* Begin RECORDS FOR THE EXERCISE *

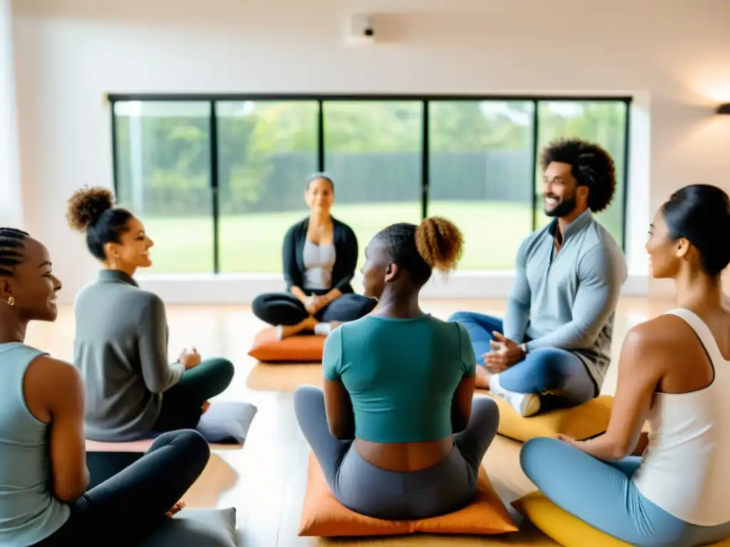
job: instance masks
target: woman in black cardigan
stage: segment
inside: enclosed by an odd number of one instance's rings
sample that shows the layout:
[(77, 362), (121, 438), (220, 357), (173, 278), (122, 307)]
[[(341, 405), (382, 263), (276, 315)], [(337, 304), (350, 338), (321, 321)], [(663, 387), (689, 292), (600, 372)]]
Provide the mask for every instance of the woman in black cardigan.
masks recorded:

* End RECORDS FOR THE EXERCISE *

> _WHAT TO WORK ON_:
Copy the records above, renaming "black cardigan" to "gray cardigan" wherever it occurs and keeping everything else the same. Leave the pictures out.

> _THE REPLY_:
job: instance masks
target: woman in gray cardigan
stage: segment
inside: enclosed by an odd number of one instance's rings
sample that shows the layout:
[(77, 362), (121, 438), (220, 357), (173, 278), (122, 307)]
[[(341, 405), (382, 263), (276, 315)], [(337, 304), (350, 338), (321, 321)], [(663, 387), (689, 292), (600, 372)]]
Provide the mask for every instance of the woman in gray cardigan.
masks recorded:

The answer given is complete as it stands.